Assignment 1 —
Below is a text on intellectual property protection for indigenous knowledge in Australia and New Zealand. List every kind of knowledge or cultural expression that it says the Australian consultation covered.
Assignment 2 —
Continue the text on intellectual property protection for indigenous knowledge in Australia and New Zealand, starting after its final sentence.

(Beginning of Excerpted text)

Indigenous Knowledge Down Under
We come from a land down under where at least at one point in time, “women glow and men plunder”. This has left the indigenous peoples of Australia and New Zealand with serious concerns about the way intellectual property laws protect indigenous knowledge.
The 1980s Men at Work song “Down Under” has had its intellectual property woes. Men at Work were sued some 20 years later by the composer of the famous Australian folk song “Kookaburra sits in the Old Gum Tree” for copyright and lost.
Both the Australian and New Zealand governments have simultaneously but independently recently announced reviews of intellectual property laws for the better protection, management and use of indigenous knowledge.
Both countries have been through a consultation process.
Australia
The Australian consultation looked at control, protection, recognition and respect of stories, dance, languages, symbols, crafts, cosmology, medicinal and environmental knowledge.
Following the consultation, the Australian government has committed to developing communication material to increase awareness and understanding about the use and misappropriation of indigenous knowledge.
Further work includes updating its intellectual property guide for indigenous businesses.
A further work plan is being developed based on the issues identified in the consultation.
New Zealand
The consultation in New Zealand flows from a Treaty of Waitangi (a treaty signed in 1840 between the Crown and Maori) claim known as WAI 262. The claim focused on current existing laws, policies and practices in including indigenous flora and fauna, biodiversity, traditional medicines, genetics and Maori symbols and designs.

(End of Excerpted text)
(Beginning of Source information)

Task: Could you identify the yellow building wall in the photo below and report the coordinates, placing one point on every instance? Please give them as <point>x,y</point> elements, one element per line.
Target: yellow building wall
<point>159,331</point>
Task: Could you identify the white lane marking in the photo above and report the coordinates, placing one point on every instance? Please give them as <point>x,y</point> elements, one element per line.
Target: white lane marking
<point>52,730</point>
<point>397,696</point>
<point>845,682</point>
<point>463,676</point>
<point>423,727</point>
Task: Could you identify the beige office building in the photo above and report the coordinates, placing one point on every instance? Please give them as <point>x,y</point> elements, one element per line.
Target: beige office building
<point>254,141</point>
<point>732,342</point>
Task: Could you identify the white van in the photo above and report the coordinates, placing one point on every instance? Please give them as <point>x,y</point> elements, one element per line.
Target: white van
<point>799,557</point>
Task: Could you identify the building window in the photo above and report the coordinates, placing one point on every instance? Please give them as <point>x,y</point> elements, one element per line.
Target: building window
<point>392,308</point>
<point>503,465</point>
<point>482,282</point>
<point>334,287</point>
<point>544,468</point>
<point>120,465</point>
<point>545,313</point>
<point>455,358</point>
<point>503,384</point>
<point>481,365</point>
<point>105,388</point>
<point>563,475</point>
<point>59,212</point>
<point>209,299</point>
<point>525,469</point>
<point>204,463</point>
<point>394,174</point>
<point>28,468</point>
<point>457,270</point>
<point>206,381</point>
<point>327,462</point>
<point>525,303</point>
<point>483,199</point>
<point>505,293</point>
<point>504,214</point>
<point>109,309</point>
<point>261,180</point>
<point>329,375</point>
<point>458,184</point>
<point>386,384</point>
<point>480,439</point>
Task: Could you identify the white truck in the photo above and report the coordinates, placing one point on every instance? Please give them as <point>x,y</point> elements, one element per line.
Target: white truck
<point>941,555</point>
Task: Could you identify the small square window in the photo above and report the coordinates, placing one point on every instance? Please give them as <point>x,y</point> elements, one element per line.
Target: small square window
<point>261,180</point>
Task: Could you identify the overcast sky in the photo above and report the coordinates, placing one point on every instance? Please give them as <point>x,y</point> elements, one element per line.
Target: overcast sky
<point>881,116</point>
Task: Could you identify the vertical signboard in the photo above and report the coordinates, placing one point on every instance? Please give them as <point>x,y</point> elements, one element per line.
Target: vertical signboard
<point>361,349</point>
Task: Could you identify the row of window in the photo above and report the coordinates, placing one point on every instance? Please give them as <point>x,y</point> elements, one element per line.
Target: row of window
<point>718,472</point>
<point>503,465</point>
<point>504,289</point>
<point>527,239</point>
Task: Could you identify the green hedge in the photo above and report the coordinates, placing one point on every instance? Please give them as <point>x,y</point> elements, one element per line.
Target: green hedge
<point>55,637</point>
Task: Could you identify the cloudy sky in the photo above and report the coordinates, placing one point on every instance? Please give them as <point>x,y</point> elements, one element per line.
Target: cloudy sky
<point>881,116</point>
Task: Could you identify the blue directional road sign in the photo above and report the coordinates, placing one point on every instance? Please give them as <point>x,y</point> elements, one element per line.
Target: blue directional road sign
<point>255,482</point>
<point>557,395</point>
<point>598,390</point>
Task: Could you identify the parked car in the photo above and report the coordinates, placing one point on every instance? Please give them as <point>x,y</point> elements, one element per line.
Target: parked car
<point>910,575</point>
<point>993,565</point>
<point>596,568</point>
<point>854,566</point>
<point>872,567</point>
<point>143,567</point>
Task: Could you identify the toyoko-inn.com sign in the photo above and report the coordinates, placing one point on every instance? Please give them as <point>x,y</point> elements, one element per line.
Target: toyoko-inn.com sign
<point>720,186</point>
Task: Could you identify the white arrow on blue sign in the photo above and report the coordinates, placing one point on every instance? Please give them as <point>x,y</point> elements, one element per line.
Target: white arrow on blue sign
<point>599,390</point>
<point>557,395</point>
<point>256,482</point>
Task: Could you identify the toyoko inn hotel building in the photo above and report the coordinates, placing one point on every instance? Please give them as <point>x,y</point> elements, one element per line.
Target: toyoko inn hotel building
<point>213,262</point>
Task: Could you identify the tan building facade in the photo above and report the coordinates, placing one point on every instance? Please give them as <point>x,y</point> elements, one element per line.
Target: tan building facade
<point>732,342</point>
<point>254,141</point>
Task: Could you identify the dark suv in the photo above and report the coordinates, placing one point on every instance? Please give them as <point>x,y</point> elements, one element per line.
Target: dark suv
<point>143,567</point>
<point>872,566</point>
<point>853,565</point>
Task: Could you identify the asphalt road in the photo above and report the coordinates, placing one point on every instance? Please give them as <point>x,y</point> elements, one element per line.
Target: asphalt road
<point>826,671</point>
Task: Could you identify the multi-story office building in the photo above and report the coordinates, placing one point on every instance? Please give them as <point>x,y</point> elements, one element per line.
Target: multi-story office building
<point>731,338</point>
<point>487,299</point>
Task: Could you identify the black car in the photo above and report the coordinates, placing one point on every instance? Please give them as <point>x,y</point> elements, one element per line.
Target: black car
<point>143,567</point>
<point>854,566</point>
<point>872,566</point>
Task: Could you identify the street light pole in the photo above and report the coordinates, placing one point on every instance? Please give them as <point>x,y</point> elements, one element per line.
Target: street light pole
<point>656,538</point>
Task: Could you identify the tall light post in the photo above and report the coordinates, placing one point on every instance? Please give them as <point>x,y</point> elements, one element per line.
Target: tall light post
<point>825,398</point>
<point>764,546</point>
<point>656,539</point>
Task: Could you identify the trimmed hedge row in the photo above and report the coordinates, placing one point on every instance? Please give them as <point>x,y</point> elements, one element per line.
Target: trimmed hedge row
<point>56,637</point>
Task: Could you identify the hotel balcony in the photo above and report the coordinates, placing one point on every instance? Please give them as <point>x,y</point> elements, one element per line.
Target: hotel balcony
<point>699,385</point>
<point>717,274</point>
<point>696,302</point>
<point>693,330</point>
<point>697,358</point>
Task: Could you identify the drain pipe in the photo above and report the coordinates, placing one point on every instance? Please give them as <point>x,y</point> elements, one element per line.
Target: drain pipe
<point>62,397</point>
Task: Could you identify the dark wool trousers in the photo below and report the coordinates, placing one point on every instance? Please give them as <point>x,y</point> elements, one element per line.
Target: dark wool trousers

(End of Source information)

Your response 1 —
- Stories
- Dance
- Languages
- Symbols
- Crafts
- Cosmology
- Medicinal knowledge
- Environmental knowledge

Your response 2 —
The Waitangi Tribunal issued its recommendations 2011. Recommendations were extensive and included changing laws, policies and practices relating to intellectual property, indigenous flora and fauna, resource management, conservation, the Māori language, arts and culture, heritage, science, education, health, and the making of international instruments.
One of the key themes identified in the Waitangi Tribunal report was to establish genuine partnerships between Crown and Maori. The recommendations have languished somewhat since 2011, probably because the WAI 262 claim was one of the largest and most complex claims made under the Treaty of Waitangi and had the involvement of over 20 government departments. However the New Zealand government has now announced what is called a whole of government approach to the claim.
Initial discussions with Māori technical experts, various Māori advisory boards, national Māori bodies and subject specialists are scheduled for September and October 2019.
It is important that Australia and New Zealand address the unique issues that arise for indigenous people within the intellectual property context and both reviews are timely and overdue.